→ **Problem statement**
Beginning with the first line of the data below, set down each line exactly through the line that contains "Need: a dot for each instance, one per instance, like (299,48).".

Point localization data
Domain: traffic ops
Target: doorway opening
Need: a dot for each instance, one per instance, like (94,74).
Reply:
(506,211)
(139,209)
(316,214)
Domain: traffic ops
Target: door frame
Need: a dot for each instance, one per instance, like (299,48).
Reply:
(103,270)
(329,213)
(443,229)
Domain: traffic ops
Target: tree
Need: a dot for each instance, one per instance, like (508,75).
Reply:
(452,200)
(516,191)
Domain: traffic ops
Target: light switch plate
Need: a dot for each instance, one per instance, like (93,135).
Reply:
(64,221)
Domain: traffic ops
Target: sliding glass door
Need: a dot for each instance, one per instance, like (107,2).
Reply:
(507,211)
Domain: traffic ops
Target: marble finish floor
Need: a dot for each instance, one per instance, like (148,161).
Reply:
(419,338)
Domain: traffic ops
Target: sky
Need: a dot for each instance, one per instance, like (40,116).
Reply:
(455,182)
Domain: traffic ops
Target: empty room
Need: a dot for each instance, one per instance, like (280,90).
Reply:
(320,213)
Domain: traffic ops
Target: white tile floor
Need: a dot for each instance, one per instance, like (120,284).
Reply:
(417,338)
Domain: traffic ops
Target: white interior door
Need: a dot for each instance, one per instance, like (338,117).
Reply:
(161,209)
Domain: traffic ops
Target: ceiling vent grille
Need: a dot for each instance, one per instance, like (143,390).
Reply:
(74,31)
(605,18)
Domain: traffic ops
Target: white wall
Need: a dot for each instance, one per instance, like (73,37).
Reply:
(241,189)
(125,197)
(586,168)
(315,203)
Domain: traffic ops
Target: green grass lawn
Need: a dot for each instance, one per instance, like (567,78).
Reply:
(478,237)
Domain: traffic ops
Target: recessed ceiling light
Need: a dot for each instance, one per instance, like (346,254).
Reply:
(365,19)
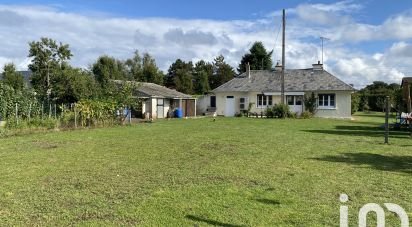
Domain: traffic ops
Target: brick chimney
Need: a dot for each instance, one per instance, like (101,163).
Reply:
(248,70)
(317,67)
(278,67)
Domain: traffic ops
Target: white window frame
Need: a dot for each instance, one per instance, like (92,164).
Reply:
(328,99)
(294,100)
(266,101)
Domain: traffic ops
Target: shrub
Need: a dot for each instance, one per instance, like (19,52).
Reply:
(293,115)
(310,103)
(281,110)
(34,123)
(269,113)
(306,115)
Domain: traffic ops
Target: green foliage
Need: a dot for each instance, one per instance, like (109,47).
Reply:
(12,78)
(373,96)
(258,58)
(310,103)
(306,115)
(143,69)
(96,112)
(281,110)
(202,72)
(180,76)
(269,112)
(25,99)
(108,68)
(48,59)
(73,84)
(33,123)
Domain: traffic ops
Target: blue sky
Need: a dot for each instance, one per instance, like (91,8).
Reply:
(369,40)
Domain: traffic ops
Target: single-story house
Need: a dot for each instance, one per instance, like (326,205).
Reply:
(262,89)
(406,92)
(158,100)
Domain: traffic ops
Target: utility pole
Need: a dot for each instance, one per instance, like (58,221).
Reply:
(282,92)
(322,39)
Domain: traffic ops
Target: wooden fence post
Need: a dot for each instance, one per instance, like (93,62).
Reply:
(387,120)
(75,116)
(17,112)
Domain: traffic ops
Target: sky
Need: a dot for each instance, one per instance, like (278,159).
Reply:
(367,40)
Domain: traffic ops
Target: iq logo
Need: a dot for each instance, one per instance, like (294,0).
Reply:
(369,208)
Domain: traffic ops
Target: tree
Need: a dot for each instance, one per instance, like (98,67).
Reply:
(12,78)
(373,96)
(143,69)
(134,67)
(258,58)
(74,84)
(48,58)
(202,72)
(180,76)
(222,72)
(151,73)
(108,68)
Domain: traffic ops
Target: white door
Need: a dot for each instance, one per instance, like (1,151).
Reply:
(230,106)
(160,108)
(295,103)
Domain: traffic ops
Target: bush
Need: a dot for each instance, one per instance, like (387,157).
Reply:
(293,115)
(34,123)
(269,113)
(310,103)
(281,110)
(306,115)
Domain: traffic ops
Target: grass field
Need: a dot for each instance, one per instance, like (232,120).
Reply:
(232,172)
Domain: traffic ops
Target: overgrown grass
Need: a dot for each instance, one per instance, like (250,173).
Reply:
(232,172)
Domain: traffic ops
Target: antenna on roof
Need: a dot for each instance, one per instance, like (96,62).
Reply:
(322,39)
(282,90)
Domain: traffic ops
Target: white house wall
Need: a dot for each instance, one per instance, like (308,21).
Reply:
(203,102)
(221,101)
(342,108)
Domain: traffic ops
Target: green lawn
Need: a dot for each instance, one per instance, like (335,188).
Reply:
(232,172)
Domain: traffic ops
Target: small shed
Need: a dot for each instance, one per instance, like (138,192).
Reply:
(159,101)
(406,92)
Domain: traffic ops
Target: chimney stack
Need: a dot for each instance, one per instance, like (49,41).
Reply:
(317,67)
(278,67)
(248,70)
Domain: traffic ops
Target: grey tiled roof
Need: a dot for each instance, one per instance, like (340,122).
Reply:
(295,80)
(154,90)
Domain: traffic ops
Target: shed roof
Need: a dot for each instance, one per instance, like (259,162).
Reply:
(406,80)
(146,90)
(295,80)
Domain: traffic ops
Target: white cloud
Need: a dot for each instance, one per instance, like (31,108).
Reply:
(168,39)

→ **Your solution**
Domain: traffic ops
Target: doorway opening
Need: a dot for each instance, one per instance, like (94,74).
Reply:
(506,211)
(139,209)
(316,214)
Domain: traffic ops
Target: door frame
Need: a dot for each instance, one per instance, like (299,48).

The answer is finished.